**STATED PROBLEM:** Copy every one of the records below word for word, keeping each line as it appears.

(Rows from a box labeling dataset)
========================

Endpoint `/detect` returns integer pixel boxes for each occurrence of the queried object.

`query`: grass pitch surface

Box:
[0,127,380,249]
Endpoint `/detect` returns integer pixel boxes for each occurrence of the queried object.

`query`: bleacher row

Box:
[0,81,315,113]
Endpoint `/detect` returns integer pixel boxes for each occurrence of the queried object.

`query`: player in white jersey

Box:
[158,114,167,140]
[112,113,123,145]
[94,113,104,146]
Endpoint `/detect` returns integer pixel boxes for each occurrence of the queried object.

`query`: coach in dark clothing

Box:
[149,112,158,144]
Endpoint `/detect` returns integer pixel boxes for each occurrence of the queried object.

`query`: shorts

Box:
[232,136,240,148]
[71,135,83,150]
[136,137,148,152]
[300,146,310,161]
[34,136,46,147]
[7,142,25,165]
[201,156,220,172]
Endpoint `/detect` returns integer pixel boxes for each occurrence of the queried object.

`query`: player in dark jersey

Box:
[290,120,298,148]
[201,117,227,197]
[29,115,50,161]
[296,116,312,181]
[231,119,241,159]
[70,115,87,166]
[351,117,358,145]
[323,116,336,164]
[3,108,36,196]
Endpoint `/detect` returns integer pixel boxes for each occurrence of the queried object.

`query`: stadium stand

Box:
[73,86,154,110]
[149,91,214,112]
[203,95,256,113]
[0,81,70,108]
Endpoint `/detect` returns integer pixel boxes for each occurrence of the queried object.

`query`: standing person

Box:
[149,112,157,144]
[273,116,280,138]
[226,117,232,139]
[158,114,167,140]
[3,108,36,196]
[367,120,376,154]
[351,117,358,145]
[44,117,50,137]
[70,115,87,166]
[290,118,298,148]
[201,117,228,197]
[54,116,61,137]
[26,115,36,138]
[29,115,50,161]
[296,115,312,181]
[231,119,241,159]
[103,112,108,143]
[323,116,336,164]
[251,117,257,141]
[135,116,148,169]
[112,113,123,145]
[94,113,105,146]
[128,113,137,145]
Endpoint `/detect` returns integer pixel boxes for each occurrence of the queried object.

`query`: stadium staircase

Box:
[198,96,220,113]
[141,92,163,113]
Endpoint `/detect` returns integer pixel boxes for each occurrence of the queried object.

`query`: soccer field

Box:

========================

**COMPLETED TASK:**
Endpoint `/detect` returns integer pixel boxes for each occurrence of the queried object.

`query`: grass pitch surface

Box:
[0,127,380,249]
Endpoint `/detect` returns integer pixel boxes for each occurrence of the queried object.

`query`: bleacher row

Box:
[0,81,315,113]
Endpoint `/detect` returns integer pixel boxes for each occurrence of the queried object.

`query`: player in white jersey

Box:
[158,114,167,140]
[112,113,123,145]
[94,113,104,146]
Endpoint `/detect` returns integer pixel boxes for each occurrence of the queried object.

`query`: coach in dark clothing

Box:
[149,112,158,144]
Endpoint `/detect` returns integer pixel boxes for each occurrence of the queried object.

`query`: shorts

Box:
[232,136,240,148]
[71,135,83,150]
[136,137,148,152]
[300,146,310,161]
[34,136,46,147]
[7,142,25,165]
[201,156,220,172]
Endpoint `/detect` returns integer pixel boxes for each occurrence of the queried object.

`query`: player in dark jersey

Box:
[290,120,298,148]
[201,117,227,197]
[29,115,50,161]
[296,116,312,181]
[231,119,241,159]
[70,115,87,166]
[351,117,358,145]
[323,116,336,164]
[3,108,36,196]
Endpoint `/detect` returns integer pixel boxes for each occurrence of the queried object.

`query`: stadium stand

Box:
[73,86,154,110]
[149,91,214,112]
[203,95,256,113]
[0,81,70,108]
Endpoint `/detect` returns integer pixel boxes for each occurrence of the queried object.

`query`: standing person

Box:
[149,112,157,144]
[273,116,280,138]
[226,117,232,139]
[158,114,167,140]
[3,108,36,196]
[367,120,376,154]
[351,117,358,145]
[44,117,50,137]
[70,115,87,166]
[290,118,298,148]
[201,117,228,197]
[54,116,61,137]
[26,115,36,138]
[29,115,50,161]
[296,115,312,181]
[231,119,241,159]
[103,112,108,143]
[323,116,336,164]
[251,117,257,141]
[135,116,148,169]
[112,113,123,145]
[94,113,105,146]
[128,113,137,145]
Endpoint `/detect` returns integer pixel boxes for each occurrence of the queried object.

`query`: stadium staircase

Box:
[198,96,220,113]
[141,92,163,113]
Endpoint `/detect` returns integer pixel boxes for each occurrence of the queried object.

`query`: soccer field

Box:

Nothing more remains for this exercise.